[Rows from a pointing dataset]
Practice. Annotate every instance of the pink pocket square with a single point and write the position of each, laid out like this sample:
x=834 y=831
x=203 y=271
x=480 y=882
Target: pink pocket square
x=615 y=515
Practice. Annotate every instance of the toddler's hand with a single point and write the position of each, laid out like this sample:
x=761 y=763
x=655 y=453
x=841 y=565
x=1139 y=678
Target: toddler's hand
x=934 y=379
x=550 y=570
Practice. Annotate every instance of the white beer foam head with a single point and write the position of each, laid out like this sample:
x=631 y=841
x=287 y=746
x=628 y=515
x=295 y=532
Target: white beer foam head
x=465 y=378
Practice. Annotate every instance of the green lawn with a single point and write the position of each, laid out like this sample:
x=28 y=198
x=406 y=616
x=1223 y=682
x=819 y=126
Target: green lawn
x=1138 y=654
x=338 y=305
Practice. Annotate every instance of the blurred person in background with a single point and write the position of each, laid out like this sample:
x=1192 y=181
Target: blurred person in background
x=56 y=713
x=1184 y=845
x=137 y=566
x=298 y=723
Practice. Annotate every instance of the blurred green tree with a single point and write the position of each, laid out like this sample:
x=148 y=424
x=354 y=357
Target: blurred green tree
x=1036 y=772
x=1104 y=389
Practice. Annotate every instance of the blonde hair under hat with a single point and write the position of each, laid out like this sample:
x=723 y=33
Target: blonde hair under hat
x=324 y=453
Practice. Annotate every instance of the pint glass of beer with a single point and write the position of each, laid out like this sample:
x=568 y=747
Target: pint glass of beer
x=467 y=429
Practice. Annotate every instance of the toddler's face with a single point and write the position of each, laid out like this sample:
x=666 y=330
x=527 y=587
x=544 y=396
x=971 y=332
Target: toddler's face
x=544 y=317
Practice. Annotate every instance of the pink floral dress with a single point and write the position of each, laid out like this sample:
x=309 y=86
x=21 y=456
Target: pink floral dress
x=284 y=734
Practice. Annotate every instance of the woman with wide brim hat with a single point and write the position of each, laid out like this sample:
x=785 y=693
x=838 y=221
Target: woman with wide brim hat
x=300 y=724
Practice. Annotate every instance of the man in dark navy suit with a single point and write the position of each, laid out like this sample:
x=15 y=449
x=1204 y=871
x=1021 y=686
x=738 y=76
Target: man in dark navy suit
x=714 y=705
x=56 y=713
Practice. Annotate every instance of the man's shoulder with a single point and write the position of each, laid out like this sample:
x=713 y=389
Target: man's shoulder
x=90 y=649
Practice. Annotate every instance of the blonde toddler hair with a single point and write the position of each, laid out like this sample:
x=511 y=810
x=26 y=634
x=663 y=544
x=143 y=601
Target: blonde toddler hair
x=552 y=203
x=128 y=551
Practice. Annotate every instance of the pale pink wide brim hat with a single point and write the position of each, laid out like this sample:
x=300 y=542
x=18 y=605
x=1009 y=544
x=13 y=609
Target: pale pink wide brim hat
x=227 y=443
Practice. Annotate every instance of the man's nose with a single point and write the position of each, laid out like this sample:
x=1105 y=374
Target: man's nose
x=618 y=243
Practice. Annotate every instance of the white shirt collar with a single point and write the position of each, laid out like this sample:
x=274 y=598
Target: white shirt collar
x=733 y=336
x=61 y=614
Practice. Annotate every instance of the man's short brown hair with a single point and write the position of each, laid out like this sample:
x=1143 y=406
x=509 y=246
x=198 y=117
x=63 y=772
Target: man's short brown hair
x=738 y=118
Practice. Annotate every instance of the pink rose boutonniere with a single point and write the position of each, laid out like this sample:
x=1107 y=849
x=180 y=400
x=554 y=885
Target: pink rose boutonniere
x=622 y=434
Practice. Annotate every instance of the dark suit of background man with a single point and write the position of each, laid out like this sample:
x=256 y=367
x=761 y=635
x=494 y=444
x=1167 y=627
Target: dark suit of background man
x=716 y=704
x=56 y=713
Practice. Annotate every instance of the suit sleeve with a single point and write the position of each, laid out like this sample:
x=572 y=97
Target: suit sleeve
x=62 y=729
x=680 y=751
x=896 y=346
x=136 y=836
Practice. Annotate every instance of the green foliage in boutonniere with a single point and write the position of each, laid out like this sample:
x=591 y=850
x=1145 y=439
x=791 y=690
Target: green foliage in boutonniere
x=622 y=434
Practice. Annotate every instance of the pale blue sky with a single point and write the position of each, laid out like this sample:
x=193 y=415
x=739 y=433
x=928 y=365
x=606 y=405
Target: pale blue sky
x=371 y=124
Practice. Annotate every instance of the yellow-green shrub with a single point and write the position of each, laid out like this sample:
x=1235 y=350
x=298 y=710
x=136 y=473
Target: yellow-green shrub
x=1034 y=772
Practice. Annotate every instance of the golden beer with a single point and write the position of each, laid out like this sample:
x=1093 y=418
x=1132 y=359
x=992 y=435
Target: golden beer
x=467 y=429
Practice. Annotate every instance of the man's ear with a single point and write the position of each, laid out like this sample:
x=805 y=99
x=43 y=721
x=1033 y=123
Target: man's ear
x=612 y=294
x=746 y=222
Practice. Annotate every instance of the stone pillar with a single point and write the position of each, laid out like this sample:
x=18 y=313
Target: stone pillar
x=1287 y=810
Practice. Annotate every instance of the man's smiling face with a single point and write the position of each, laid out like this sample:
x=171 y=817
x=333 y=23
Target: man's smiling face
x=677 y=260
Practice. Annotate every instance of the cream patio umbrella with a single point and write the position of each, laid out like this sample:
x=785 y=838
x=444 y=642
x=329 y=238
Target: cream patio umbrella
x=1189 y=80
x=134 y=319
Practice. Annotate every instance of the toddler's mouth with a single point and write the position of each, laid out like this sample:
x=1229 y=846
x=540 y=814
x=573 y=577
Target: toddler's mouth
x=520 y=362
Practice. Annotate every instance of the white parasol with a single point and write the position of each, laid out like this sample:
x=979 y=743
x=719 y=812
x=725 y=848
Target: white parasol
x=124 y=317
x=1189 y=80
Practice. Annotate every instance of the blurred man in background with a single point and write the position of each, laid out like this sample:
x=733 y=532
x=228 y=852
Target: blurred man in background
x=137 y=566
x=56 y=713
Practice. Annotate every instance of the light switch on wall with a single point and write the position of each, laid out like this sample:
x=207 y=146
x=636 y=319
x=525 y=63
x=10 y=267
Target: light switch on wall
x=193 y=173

▸ **Short task**
Rewrite the data from the line that contains "Practice. Annotate every instance of the golden" through the line that contains "x=677 y=260", both included, reproducing every line, requests too, but scaling each answer coordinate by 1.35 and rounding to a whole number with halves going up. Leave the sample coordinates inside the requests as they are.

▸ **Task response**
Practice. Annotate every instance of the golden beer with a single point and write the position of each, laid out like this sample:
x=1093 y=418
x=1132 y=359
x=992 y=435
Target: golden beer
x=630 y=579
Practice. Annotate every instance of the man's ear with a single point and write the position of each, laid out like this sample:
x=805 y=99
x=43 y=721
x=1033 y=123
Target: man's ear
x=826 y=397
x=1007 y=300
Practice. Annotate every instance of the stone pillar with a single point and write the position of each, laid out like this sample:
x=18 y=313
Target: stone pillar
x=1737 y=1094
Practice. Annotate every instance of the man's smiling face with a single point and write the position of each, laid out like this sample:
x=171 y=817
x=333 y=23
Target: man's smiling face
x=914 y=351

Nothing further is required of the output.